EXERCISE AIM
Extract, unchanged, the lines of the listing below from the line holding "Target = red and white cycling jersey" through the last line of the listing, both ends included.

ITEMS
/---
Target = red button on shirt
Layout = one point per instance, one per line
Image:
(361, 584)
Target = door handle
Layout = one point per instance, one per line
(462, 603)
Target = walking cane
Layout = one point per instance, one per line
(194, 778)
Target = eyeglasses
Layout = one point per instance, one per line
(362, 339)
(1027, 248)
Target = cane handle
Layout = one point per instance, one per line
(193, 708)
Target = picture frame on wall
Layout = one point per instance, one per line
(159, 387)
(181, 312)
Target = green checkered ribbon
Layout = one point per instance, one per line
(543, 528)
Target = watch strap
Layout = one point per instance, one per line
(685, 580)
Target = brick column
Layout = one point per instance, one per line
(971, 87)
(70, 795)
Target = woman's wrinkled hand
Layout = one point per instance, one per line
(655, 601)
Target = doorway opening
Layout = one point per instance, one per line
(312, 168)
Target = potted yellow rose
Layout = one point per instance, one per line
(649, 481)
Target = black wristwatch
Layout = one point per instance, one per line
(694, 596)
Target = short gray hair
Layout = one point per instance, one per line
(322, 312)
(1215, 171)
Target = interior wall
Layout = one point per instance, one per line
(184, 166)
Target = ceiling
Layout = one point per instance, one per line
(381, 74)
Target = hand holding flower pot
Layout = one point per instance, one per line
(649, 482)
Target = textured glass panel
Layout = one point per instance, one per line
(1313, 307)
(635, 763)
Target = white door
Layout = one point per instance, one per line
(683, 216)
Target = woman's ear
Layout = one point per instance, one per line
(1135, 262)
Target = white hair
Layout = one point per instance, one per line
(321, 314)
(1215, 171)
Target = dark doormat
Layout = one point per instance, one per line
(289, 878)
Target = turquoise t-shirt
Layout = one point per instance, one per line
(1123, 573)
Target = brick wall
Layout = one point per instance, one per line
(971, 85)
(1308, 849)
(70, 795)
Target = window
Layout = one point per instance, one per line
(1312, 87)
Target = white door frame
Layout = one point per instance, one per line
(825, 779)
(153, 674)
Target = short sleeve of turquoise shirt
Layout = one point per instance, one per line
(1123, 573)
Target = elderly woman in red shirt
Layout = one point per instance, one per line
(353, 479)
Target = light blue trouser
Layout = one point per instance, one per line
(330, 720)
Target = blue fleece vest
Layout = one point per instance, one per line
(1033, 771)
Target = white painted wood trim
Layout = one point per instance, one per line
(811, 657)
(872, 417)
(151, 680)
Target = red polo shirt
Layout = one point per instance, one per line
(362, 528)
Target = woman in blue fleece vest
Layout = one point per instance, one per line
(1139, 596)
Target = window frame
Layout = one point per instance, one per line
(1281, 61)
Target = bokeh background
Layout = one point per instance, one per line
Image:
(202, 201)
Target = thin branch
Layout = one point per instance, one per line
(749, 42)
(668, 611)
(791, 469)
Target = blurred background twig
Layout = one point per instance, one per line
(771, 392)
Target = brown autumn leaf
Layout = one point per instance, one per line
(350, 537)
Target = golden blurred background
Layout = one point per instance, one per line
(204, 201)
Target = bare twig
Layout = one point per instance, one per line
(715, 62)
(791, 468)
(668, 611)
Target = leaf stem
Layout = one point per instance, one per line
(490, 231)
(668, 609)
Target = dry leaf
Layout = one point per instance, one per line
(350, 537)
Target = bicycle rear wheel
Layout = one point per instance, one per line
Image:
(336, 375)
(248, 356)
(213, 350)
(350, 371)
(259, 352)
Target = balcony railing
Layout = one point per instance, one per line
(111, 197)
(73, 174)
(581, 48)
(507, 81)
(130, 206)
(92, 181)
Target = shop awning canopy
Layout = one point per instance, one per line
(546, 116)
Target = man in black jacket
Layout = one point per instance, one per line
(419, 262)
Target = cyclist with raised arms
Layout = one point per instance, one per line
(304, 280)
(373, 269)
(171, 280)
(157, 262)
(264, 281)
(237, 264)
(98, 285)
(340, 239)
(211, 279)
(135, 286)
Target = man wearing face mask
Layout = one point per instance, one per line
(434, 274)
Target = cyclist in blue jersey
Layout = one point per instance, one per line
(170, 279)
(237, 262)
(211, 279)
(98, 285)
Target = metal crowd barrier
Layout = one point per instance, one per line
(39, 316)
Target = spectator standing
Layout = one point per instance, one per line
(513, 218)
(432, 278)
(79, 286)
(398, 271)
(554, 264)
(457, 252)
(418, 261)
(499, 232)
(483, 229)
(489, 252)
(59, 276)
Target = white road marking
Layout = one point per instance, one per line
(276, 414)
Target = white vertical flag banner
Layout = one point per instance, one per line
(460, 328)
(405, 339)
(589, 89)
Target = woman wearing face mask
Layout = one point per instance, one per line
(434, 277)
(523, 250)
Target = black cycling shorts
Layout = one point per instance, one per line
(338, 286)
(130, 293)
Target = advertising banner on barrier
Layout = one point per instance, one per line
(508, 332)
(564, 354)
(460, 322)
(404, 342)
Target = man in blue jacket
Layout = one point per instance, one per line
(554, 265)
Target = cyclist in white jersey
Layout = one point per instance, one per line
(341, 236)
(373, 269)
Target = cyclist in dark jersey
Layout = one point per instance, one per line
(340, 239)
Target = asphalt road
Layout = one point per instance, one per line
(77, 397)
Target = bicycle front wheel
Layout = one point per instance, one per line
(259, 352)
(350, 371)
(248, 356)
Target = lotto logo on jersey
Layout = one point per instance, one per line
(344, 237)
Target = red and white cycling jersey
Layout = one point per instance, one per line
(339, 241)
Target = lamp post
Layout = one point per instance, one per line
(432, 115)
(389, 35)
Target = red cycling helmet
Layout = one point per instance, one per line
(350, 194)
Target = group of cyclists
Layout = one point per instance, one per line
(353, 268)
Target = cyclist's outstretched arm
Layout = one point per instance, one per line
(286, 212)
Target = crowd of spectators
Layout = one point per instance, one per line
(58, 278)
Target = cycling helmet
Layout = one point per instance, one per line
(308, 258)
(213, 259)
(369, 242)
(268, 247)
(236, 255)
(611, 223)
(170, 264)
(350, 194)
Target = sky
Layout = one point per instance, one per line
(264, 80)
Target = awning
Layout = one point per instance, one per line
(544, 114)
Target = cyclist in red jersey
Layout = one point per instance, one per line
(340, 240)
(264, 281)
\---
THE ANSWER
Target = red and white cycling jersey
Layout = one point per instance, one per line
(339, 241)
Target = lamp post
Layout = one point per instance, one per line
(432, 115)
(389, 35)
Target = red cycling helmet
Layout = one point per instance, one per line
(350, 194)
Target = group of cyclists
Layout = one point per instance, one per line
(353, 268)
Target = cyclist's outstretched arm
Layout = one point per instance, one per line
(286, 212)
Target = crowd of spectators
Layout = one point per instance, one per line
(58, 278)
Target = cycling helmet
Layout = one point per instance, one per line
(308, 258)
(213, 259)
(369, 242)
(268, 247)
(236, 255)
(611, 223)
(170, 264)
(350, 194)
Target = sky
Layout = one point per instance, one per line
(264, 80)
Target = awning
Layout = one point per instance, one per line
(544, 114)
Target = cyclist in red jersey
Layout = one point per instance, one per line
(340, 240)
(264, 281)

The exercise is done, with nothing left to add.